- _Task 1_
From the passage below about malicious code in open source software, list every product of the open source development model that it says has become entrenched in large organizations and governments.
- _Task 2_
Continue the passage below about malicious code in open source software, starting after its final sentence.

This will happen because the open source model, which lets anyone modify source code and sell or distribute the results, virtually guarantees that someone, somewhere, will insert malicious code into the source. Malevolent code can enter open source software at several levels. First, and least worrisome, is that the core project code could be compromised by inclusion of source contributed as a fix or extension. As the core Linux code is carefully scrutinized, that's not terribly likely. Much more likely is that distributions will be created and advertised for free, or created with the express purpose of marketing them to governments at cut-rate pricing. As anyone can create and market a distribution, it's not far-fetched to imagine a version subsidized and supported by organizations that may not have U.S. or other government interests at heart.

Third, an individual or group of IT insiders could target a single organization by obtaining a good copy of Linux, and then customizing it for an organization, including malevolent code as they do so. That version would then become the standard version for the organization. Given the prevalence of inter-corporation and inter-governmental spying, and the relatively large numbers of people in a position to accomplish such subterfuge, this last scenario is virtually certain to occur. Worse, these probabilities aren't limited to Linux itself, the same possibilities (and probabilities) exist for every open source software package installed and used on the machines.



How Can This Happen?
The products of the open source software development model have become increasingly entrenched in large organizations and governments, primarily in the form of Linux, a free open-source operating system, the free open-source Apache Web server, and open source office suites. There are several reasons that open source software—and Linux in particular—are seeing such a dramatic uptick in use, including IBM's extensive Linux support effort over the past several years, and the widespread perception that Linux is more secure than Windows, despite the fact that both products are riddled with software security holes. (Use this menu to see the number of vulnerabilities reported by security watchdog group Secunia for an OS-by-OS comparison.)

- _Provided records_
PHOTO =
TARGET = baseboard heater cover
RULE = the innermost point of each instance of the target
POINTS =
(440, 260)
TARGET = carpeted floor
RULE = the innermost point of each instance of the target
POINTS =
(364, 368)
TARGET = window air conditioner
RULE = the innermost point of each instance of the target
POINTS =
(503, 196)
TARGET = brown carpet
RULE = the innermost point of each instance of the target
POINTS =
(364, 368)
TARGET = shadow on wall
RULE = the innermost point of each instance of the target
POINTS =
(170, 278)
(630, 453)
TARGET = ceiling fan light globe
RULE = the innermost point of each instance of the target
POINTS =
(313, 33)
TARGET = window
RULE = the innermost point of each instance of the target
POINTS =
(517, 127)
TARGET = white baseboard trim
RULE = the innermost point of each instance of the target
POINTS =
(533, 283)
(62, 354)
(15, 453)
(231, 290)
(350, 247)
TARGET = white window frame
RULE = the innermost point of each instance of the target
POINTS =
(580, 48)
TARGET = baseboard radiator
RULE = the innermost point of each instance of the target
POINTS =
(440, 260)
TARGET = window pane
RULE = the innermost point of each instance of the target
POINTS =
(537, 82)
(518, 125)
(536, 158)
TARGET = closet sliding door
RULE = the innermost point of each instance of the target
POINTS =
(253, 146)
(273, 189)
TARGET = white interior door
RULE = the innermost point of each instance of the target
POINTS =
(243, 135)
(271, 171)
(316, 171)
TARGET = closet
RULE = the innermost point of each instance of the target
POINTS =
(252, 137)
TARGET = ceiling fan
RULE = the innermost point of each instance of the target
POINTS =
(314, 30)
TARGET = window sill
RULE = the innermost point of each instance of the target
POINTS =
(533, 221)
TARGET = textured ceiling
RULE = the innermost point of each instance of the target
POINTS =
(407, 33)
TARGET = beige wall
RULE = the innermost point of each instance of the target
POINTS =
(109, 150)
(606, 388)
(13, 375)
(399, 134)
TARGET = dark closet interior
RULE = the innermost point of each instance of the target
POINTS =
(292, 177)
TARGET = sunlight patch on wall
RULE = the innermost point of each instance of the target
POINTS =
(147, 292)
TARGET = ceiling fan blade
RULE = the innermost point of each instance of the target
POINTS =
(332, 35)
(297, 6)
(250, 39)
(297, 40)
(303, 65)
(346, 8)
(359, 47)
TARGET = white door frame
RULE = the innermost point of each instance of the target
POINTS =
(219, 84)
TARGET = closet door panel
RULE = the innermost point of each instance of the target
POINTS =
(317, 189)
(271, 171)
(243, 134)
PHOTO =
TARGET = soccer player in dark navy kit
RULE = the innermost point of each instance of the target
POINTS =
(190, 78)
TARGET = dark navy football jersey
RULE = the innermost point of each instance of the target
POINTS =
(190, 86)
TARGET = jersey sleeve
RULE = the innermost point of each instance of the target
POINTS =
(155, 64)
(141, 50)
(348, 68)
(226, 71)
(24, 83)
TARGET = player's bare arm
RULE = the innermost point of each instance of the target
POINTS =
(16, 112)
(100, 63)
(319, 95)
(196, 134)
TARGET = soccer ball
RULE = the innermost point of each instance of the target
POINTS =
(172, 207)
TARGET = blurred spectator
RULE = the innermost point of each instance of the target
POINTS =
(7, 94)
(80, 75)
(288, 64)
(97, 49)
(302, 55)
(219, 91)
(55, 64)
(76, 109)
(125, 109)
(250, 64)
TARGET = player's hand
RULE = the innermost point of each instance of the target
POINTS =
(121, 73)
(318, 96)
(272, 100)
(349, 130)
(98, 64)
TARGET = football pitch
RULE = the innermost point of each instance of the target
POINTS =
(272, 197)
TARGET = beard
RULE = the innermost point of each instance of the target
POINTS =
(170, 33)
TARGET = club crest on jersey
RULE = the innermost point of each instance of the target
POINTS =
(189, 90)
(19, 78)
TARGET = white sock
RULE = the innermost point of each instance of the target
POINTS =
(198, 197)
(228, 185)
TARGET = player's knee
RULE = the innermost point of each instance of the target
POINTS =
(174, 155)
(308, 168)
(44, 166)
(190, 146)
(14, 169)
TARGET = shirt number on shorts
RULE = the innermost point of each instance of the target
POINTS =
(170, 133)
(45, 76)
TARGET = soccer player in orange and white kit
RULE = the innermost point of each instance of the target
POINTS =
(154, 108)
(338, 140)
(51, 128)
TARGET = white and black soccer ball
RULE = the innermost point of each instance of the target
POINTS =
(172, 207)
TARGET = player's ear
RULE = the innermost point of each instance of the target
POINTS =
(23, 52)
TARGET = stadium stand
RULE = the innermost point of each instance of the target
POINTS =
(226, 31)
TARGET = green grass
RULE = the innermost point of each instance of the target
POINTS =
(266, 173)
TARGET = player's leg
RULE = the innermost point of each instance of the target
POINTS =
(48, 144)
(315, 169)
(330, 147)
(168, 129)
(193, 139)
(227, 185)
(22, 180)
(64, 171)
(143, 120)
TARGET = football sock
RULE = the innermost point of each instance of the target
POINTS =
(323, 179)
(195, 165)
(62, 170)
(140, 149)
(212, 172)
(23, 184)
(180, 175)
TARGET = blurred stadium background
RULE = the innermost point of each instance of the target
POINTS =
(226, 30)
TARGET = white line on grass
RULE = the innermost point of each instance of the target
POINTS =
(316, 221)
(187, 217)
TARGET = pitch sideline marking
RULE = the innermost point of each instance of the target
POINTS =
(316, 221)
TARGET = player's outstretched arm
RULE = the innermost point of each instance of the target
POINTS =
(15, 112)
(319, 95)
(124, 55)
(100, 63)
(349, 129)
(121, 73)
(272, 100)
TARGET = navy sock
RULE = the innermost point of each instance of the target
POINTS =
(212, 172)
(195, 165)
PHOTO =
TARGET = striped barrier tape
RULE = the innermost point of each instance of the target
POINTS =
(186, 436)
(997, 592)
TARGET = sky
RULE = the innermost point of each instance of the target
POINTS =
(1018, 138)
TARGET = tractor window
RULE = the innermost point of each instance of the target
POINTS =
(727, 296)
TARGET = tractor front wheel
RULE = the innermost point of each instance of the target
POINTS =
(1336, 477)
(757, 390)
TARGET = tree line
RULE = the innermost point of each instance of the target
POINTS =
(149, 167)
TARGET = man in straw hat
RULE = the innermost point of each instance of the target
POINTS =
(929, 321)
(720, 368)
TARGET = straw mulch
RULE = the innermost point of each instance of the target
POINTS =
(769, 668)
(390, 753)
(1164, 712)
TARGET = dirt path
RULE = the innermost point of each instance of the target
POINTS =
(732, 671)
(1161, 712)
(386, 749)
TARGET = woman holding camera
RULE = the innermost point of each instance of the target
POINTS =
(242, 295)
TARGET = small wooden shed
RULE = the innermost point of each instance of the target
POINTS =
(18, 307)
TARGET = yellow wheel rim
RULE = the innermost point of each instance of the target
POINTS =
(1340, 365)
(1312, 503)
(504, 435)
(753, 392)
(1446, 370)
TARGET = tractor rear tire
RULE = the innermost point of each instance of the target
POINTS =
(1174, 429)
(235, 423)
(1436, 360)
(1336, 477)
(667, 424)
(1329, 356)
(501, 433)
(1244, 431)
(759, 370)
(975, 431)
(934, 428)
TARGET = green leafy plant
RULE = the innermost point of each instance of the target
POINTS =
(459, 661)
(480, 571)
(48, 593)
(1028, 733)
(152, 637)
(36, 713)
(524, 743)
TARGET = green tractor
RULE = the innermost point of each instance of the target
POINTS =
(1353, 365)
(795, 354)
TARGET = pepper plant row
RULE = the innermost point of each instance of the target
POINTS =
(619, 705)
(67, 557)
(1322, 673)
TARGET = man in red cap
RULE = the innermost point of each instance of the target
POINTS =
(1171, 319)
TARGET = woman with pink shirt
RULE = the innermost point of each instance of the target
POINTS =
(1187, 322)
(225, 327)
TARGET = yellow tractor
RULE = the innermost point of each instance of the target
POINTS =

- _Written answer 1_
- Linux, a free open-source operating system
- The free open-source Apache Web server
- Open source office suites

- _Written answer 2_
Editor's Note: (Added Feb. 16) The Secunia data, the link to which was added to this article in post-editing, does not include vulnerabilities for applications that install with Windows. Readers should also see CERT's most recent quarterly summary of vulnerabilities or search its vulnerability database to research and compare OS vulnerabilities.

So far, major Linux distributions such as Debian and others have been able to discover and remedy attacks on their core source-code servers. The distributions point to the fact that they discovered and openly discussed these breaches as evidence that their security measures work. Call me paranoid, but such attacks, however well handled, serve to raise the question of whether other such attacks have been more successful (in other words, undiscovered). Because anyone can create and market—or give away—a Linux distribution, there's also a reasonably high risk that someone will create a distribution specifically intended to subvert security. And how would anyone know?

Open source advocates rightfully maintain that the sheer number of eyes looking at the source tends to rapidly find and repair problems as well as inefficiencies—and that those same eyes would find and repair maliciously inserted code as well. Unfortunately, the model breaks down as soon as the core group involved in a project or distribution decides to corrupt the source, because they simply won't make the corrupted version public. Therefore, security problems for governments begin with knowing which distributions they can trust.

Can Self-Policing Work?
The open source model does a good job finding and winnowing out malicious code submitted as part of a project when the people in charge of the true project source are both actively looking for potential security problems and also not actively attempting to subvert the model. For example, it's likely that someone will find and notice such obvious attempts at any of the large, well-run projects. Still, I'd be very surprised if some open source software doesn't already contain well-hidden malicious code. It's an onerous thought, but many programmers will tell you that the temptation to build in special debugging and monitoring capabilities or to write back door code is powerful. The temptation for businesses is, in my opinion, even more powerful. If businesses think that they can gain a competitive advantage by altering their software to provide reports on other, competing products within an organization, marketing pressures will eventually force them to do exactly that.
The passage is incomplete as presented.